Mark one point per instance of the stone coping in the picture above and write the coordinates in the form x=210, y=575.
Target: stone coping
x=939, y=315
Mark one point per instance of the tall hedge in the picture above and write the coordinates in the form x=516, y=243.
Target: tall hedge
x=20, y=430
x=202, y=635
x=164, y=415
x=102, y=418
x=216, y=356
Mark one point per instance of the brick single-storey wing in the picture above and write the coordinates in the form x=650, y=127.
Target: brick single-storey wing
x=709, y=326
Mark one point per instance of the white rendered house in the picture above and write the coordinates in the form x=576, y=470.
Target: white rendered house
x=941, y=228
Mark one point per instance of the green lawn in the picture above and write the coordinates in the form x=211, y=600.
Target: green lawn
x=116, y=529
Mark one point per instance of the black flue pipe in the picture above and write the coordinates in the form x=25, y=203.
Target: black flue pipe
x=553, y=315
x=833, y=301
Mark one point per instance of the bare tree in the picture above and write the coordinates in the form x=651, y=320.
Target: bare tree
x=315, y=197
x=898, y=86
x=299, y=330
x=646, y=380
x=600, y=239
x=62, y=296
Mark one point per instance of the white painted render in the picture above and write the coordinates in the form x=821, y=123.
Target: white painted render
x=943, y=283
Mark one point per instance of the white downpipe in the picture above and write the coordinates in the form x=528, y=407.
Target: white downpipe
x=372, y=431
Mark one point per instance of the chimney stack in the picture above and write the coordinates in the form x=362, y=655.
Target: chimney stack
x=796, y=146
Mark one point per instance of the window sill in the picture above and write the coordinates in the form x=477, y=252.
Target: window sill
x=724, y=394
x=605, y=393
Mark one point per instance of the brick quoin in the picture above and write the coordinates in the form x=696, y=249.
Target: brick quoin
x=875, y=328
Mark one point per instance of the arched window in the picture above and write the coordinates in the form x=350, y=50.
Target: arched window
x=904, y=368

— Goal —
Convert the lines from the one containing "Mark one point per instance of the white downpipe" up to and including the final line above into a Markdown table with the columns No. and Line. Number each row in order and leave out any blank lines.

— Solved problem —
| No. | Line |
|---|---|
| 1 | Mark one point per instance of the white downpipe in the picture above and write the coordinates in the form x=528, y=407. |
| 2 | Target: white downpipe |
| 3 | x=372, y=431 |
| 4 | Mark one point per instance of the chimney stack in the picture above and write the coordinates in the form x=362, y=655. |
| 5 | Target: chimney stack |
| 6 | x=796, y=146 |
| 7 | Mark one point per instance of the window sill in the picture above and write the coordinates in the form x=477, y=252. |
| 8 | Target: window sill |
| 9 | x=724, y=394 |
| 10 | x=605, y=393 |
| 11 | Mark one point per instance of the brick quoin in the picture above and write the coordinates in the form x=696, y=249. |
| 12 | Target: brick quoin |
| 13 | x=875, y=328 |
| 14 | Mark one point per instance of the arched window in the picture above and write the coordinates in the form x=350, y=50. |
| 15 | Target: arched window |
| 16 | x=904, y=368 |